[[ DATA FOR REVIEW, beginning ]]

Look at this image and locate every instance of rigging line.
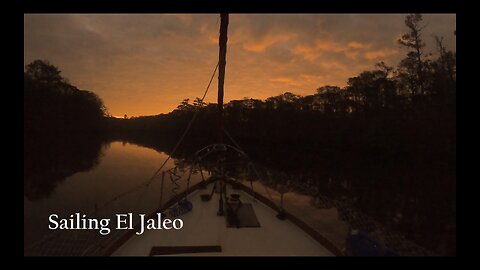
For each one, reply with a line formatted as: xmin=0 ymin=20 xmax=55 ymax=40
xmin=262 ymin=172 xmax=278 ymax=209
xmin=222 ymin=127 xmax=279 ymax=204
xmin=223 ymin=128 xmax=248 ymax=158
xmin=92 ymin=61 xmax=219 ymax=213
xmin=145 ymin=61 xmax=219 ymax=187
xmin=159 ymin=171 xmax=165 ymax=208
xmin=48 ymin=60 xmax=220 ymax=234
xmin=26 ymin=27 xmax=221 ymax=258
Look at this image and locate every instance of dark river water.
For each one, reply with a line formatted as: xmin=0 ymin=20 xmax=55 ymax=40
xmin=24 ymin=140 xmax=455 ymax=256
xmin=24 ymin=141 xmax=204 ymax=251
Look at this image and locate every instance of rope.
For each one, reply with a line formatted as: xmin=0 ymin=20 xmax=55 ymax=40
xmin=26 ymin=15 xmax=221 ymax=255
xmin=260 ymin=170 xmax=277 ymax=206
xmin=159 ymin=171 xmax=165 ymax=208
xmin=199 ymin=165 xmax=206 ymax=181
xmin=223 ymin=127 xmax=281 ymax=205
xmin=185 ymin=163 xmax=194 ymax=198
xmin=223 ymin=128 xmax=248 ymax=157
xmin=144 ymin=61 xmax=219 ymax=187
xmin=86 ymin=61 xmax=219 ymax=213
xmin=25 ymin=62 xmax=219 ymax=255
xmin=169 ymin=167 xmax=183 ymax=196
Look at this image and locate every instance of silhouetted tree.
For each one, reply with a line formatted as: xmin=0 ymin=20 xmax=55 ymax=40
xmin=316 ymin=86 xmax=343 ymax=114
xmin=429 ymin=36 xmax=456 ymax=107
xmin=176 ymin=98 xmax=193 ymax=111
xmin=347 ymin=71 xmax=392 ymax=112
xmin=24 ymin=59 xmax=107 ymax=135
xmin=193 ymin=97 xmax=206 ymax=109
xmin=398 ymin=14 xmax=428 ymax=98
xmin=25 ymin=60 xmax=63 ymax=85
xmin=373 ymin=62 xmax=398 ymax=110
xmin=265 ymin=92 xmax=301 ymax=111
xmin=24 ymin=60 xmax=108 ymax=201
xmin=103 ymin=14 xmax=455 ymax=255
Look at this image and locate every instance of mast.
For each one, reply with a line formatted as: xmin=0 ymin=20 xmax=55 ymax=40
xmin=217 ymin=13 xmax=228 ymax=144
xmin=216 ymin=13 xmax=229 ymax=216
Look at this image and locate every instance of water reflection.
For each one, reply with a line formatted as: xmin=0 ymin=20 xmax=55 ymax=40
xmin=24 ymin=134 xmax=106 ymax=201
xmin=24 ymin=139 xmax=195 ymax=253
xmin=247 ymin=164 xmax=455 ymax=256
xmin=24 ymin=137 xmax=455 ymax=256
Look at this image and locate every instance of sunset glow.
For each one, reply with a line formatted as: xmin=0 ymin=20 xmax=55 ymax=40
xmin=24 ymin=14 xmax=456 ymax=116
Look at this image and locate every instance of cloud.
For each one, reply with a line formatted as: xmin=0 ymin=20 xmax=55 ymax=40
xmin=320 ymin=61 xmax=347 ymax=70
xmin=24 ymin=14 xmax=456 ymax=116
xmin=348 ymin=41 xmax=371 ymax=49
xmin=344 ymin=51 xmax=360 ymax=60
xmin=293 ymin=39 xmax=347 ymax=61
xmin=294 ymin=39 xmax=374 ymax=62
xmin=243 ymin=33 xmax=295 ymax=52
xmin=268 ymin=74 xmax=326 ymax=89
xmin=364 ymin=48 xmax=399 ymax=60
xmin=299 ymin=74 xmax=325 ymax=85
xmin=269 ymin=77 xmax=302 ymax=87
xmin=293 ymin=44 xmax=320 ymax=61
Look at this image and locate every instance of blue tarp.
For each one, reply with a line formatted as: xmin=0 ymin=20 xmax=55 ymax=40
xmin=346 ymin=232 xmax=398 ymax=256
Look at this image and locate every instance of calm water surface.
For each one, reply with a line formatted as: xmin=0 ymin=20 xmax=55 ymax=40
xmin=24 ymin=140 xmax=442 ymax=256
xmin=24 ymin=141 xmax=203 ymax=249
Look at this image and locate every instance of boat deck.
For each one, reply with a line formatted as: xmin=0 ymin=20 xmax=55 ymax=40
xmin=112 ymin=182 xmax=335 ymax=256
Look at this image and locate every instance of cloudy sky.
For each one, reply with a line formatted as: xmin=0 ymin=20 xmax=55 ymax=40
xmin=24 ymin=14 xmax=455 ymax=117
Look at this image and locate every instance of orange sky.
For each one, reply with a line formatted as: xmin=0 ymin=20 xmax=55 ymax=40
xmin=24 ymin=14 xmax=456 ymax=117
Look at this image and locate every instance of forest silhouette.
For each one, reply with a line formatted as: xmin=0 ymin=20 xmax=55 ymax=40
xmin=24 ymin=15 xmax=455 ymax=255
xmin=24 ymin=60 xmax=107 ymax=200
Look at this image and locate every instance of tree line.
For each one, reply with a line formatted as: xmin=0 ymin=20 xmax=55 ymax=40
xmin=24 ymin=59 xmax=107 ymax=137
xmin=107 ymin=14 xmax=455 ymax=255
xmin=24 ymin=59 xmax=108 ymax=201
xmin=24 ymin=14 xmax=455 ymax=254
xmin=110 ymin=14 xmax=455 ymax=169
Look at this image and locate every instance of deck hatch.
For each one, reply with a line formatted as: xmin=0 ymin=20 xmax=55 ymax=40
xmin=226 ymin=203 xmax=261 ymax=228
xmin=149 ymin=245 xmax=222 ymax=256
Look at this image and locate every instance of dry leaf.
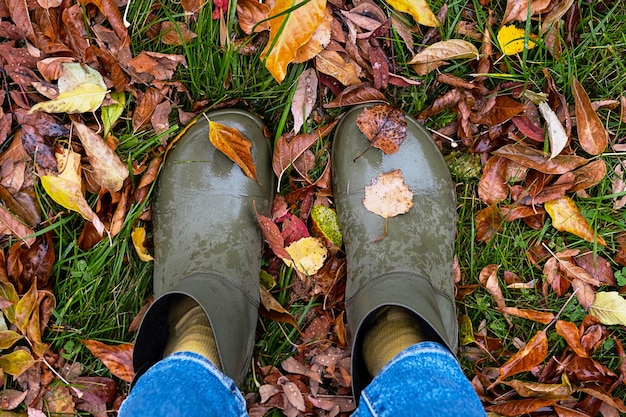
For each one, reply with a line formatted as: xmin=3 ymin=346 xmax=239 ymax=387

[[ DATA FOR REVIEW, end ]]

WHAT TO DO >> Keep the pictures out of the copy and return the rest of the data above exactly.

WRITTEN RESPONSE >>
Look at this image and locate every instance of rigging line.
For each one, reply with a line formatted as: xmin=0 ymin=20 xmax=55 ymax=40
xmin=262 ymin=172 xmax=278 ymax=209
xmin=222 ymin=127 xmax=279 ymax=204
xmin=223 ymin=128 xmax=248 ymax=158
xmin=92 ymin=61 xmax=219 ymax=213
xmin=145 ymin=61 xmax=219 ymax=187
xmin=159 ymin=171 xmax=165 ymax=208
xmin=48 ymin=60 xmax=220 ymax=234
xmin=26 ymin=27 xmax=221 ymax=258
Look at this image and locate every instance of dark river water.
For each one, reply with a line formatted as: xmin=0 ymin=20 xmax=55 ymax=40
xmin=24 ymin=140 xmax=455 ymax=256
xmin=24 ymin=141 xmax=204 ymax=251
Look at this image and locate every instance of rope.
For each one, reply with a line formatted as: xmin=0 ymin=20 xmax=55 ymax=40
xmin=26 ymin=15 xmax=221 ymax=255
xmin=260 ymin=170 xmax=277 ymax=206
xmin=159 ymin=171 xmax=165 ymax=208
xmin=199 ymin=165 xmax=206 ymax=181
xmin=223 ymin=127 xmax=281 ymax=205
xmin=185 ymin=163 xmax=194 ymax=198
xmin=223 ymin=128 xmax=248 ymax=157
xmin=144 ymin=61 xmax=219 ymax=187
xmin=86 ymin=61 xmax=219 ymax=213
xmin=25 ymin=62 xmax=219 ymax=255
xmin=169 ymin=167 xmax=183 ymax=196
Look at this image and locate every instance of silhouetted tree.
For each one, reply with a line formatted as: xmin=0 ymin=20 xmax=55 ymax=40
xmin=316 ymin=86 xmax=343 ymax=114
xmin=429 ymin=36 xmax=456 ymax=107
xmin=176 ymin=98 xmax=193 ymax=111
xmin=347 ymin=71 xmax=392 ymax=112
xmin=24 ymin=59 xmax=107 ymax=135
xmin=193 ymin=97 xmax=206 ymax=109
xmin=398 ymin=14 xmax=428 ymax=98
xmin=25 ymin=60 xmax=63 ymax=85
xmin=373 ymin=62 xmax=398 ymax=110
xmin=265 ymin=92 xmax=301 ymax=111
xmin=24 ymin=60 xmax=108 ymax=201
xmin=103 ymin=14 xmax=455 ymax=255
Look at this image and locate every instance of mast.
For each one, reply with a line formatted as: xmin=0 ymin=20 xmax=55 ymax=40
xmin=217 ymin=13 xmax=228 ymax=144
xmin=216 ymin=13 xmax=229 ymax=216
Look at this image and locate every instance of water reflection.
For each one, reply with a line formatted as: xmin=0 ymin=20 xmax=55 ymax=40
xmin=24 ymin=134 xmax=106 ymax=201
xmin=24 ymin=139 xmax=195 ymax=253
xmin=247 ymin=164 xmax=455 ymax=256
xmin=24 ymin=137 xmax=455 ymax=256
Look at this image and locate every instance of sunset glow.
For each one, reply with a line formatted as: xmin=0 ymin=20 xmax=55 ymax=40
xmin=24 ymin=14 xmax=456 ymax=116
Look at this image and locate every instance of cloud.
For each one, reply with a line formatted as: xmin=0 ymin=20 xmax=55 ymax=40
xmin=320 ymin=61 xmax=347 ymax=70
xmin=24 ymin=14 xmax=456 ymax=116
xmin=348 ymin=41 xmax=371 ymax=49
xmin=344 ymin=51 xmax=360 ymax=60
xmin=293 ymin=39 xmax=347 ymax=61
xmin=294 ymin=39 xmax=374 ymax=62
xmin=243 ymin=33 xmax=295 ymax=52
xmin=268 ymin=74 xmax=326 ymax=89
xmin=364 ymin=48 xmax=399 ymax=60
xmin=299 ymin=74 xmax=325 ymax=85
xmin=269 ymin=77 xmax=302 ymax=87
xmin=293 ymin=44 xmax=320 ymax=61
Look at this image and locate every instance of blue tarp.
For each one, reply with a line formatted as: xmin=0 ymin=20 xmax=55 ymax=40
xmin=346 ymin=232 xmax=398 ymax=256
Look at this image and locate every instance of calm water surface.
For each one, reply with a line formatted as: xmin=0 ymin=20 xmax=55 ymax=40
xmin=24 ymin=140 xmax=442 ymax=256
xmin=24 ymin=141 xmax=203 ymax=249
Look at this image and locate every instance of boat deck.
For each one, reply with a line formatted as: xmin=0 ymin=20 xmax=55 ymax=40
xmin=112 ymin=182 xmax=335 ymax=256
Look at this image and locate every instance of cloudy sky.
For each one, reply with a line formatted as: xmin=0 ymin=20 xmax=55 ymax=40
xmin=24 ymin=14 xmax=455 ymax=117
Look at this image and locate every instance of orange sky.
For each one, reply with a line formatted as: xmin=0 ymin=20 xmax=55 ymax=40
xmin=24 ymin=14 xmax=456 ymax=117
Look at this image and locate every instance of forest silhouette.
For each one, reply with a line formatted as: xmin=0 ymin=20 xmax=55 ymax=40
xmin=24 ymin=15 xmax=455 ymax=255
xmin=24 ymin=60 xmax=107 ymax=200
Look at this image and locate every instance of tree line.
For each one, reply with a line formatted as: xmin=0 ymin=20 xmax=55 ymax=40
xmin=24 ymin=59 xmax=107 ymax=137
xmin=107 ymin=14 xmax=455 ymax=255
xmin=24 ymin=59 xmax=108 ymax=201
xmin=24 ymin=14 xmax=455 ymax=254
xmin=110 ymin=14 xmax=455 ymax=169
Look at this image and locate every instance of deck hatch.
For each one, reply with a line formatted as: xmin=0 ymin=20 xmax=55 ymax=40
xmin=226 ymin=203 xmax=261 ymax=228
xmin=149 ymin=245 xmax=222 ymax=256
Look at this image and locate every instance of dry leaf.
For each one, reply with a line formatted as: xmin=3 ymin=346 xmax=239 ymax=387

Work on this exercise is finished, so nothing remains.